(Collected data entries)
# # # # # # #
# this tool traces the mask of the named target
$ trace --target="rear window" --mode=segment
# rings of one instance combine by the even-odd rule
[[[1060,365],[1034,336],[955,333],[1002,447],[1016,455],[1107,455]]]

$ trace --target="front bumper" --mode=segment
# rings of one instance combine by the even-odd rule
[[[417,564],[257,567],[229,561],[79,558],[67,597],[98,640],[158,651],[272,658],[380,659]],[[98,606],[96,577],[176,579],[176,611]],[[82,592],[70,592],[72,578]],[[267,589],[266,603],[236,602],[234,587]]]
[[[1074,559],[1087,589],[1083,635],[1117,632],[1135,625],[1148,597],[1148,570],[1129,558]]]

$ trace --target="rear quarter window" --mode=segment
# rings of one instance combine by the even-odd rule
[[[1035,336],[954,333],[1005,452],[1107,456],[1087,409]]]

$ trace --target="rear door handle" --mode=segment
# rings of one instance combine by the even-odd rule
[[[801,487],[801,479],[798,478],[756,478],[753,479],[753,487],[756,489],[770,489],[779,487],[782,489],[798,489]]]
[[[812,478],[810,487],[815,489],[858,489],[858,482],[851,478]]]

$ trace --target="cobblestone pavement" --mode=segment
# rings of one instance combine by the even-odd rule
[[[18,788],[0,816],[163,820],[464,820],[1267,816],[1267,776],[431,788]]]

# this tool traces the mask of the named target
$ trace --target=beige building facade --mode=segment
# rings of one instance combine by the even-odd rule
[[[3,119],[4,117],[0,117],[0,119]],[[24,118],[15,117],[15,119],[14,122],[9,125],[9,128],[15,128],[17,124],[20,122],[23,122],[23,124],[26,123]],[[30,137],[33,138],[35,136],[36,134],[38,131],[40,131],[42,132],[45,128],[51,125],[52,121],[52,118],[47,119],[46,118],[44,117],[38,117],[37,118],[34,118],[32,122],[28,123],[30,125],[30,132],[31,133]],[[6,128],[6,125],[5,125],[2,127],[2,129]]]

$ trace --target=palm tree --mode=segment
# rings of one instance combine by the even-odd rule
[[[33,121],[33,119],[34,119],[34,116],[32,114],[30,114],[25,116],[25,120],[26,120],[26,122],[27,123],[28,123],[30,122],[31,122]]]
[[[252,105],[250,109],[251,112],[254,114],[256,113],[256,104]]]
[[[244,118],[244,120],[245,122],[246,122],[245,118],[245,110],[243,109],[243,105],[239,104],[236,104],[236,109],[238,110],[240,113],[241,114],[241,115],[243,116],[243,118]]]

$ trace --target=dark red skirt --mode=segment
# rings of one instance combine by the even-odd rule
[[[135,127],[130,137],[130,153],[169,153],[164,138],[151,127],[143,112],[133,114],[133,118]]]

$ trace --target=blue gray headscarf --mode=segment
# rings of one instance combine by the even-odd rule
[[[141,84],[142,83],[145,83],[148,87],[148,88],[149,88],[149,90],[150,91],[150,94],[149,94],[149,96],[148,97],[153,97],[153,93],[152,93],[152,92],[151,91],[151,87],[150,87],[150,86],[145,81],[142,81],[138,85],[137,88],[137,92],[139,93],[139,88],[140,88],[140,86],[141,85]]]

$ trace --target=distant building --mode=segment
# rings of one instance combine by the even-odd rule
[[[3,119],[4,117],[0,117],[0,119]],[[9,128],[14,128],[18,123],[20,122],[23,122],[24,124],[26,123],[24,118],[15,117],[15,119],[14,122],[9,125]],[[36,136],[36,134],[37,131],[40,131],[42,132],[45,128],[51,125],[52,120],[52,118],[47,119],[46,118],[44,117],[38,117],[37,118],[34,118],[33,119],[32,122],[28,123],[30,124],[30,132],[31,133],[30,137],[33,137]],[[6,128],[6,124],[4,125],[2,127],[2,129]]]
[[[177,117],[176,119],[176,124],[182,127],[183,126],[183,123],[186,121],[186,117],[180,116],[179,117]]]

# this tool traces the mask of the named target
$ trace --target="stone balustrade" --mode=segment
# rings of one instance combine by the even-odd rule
# # # # # # #
Turn everything from the start of the material down to the line containing "[[[1035,336],[954,333],[1005,452],[1107,456],[1087,409]]]", that line included, into a numbered list, leaving out blank lines.

● **Exercise answer**:
1. # this tool traces the mask of the named target
2. $ trace --target="rear window" --mode=segment
3. # rings of one instance combine by the even-odd rule
4. [[[1060,365],[1034,336],[955,333],[1002,447],[1016,455],[1107,455]]]
5. $ trace --target="front bumper" --mode=segment
6. # rings of one instance combine by the even-odd rule
7. [[[417,564],[257,567],[229,561],[79,558],[67,597],[98,640],[158,651],[272,658],[380,659]],[[98,606],[96,577],[176,579],[176,611]],[[82,592],[70,592],[72,578]],[[267,589],[266,603],[236,602],[234,587]]]
8. [[[1074,559],[1087,589],[1083,635],[1117,632],[1135,625],[1148,597],[1148,570],[1129,558]]]
9. $ trace --target="rear quarter window" --mode=segment
10. # rings of one instance combine by the even-odd rule
11. [[[1035,336],[954,333],[1005,452],[1107,456],[1087,409]]]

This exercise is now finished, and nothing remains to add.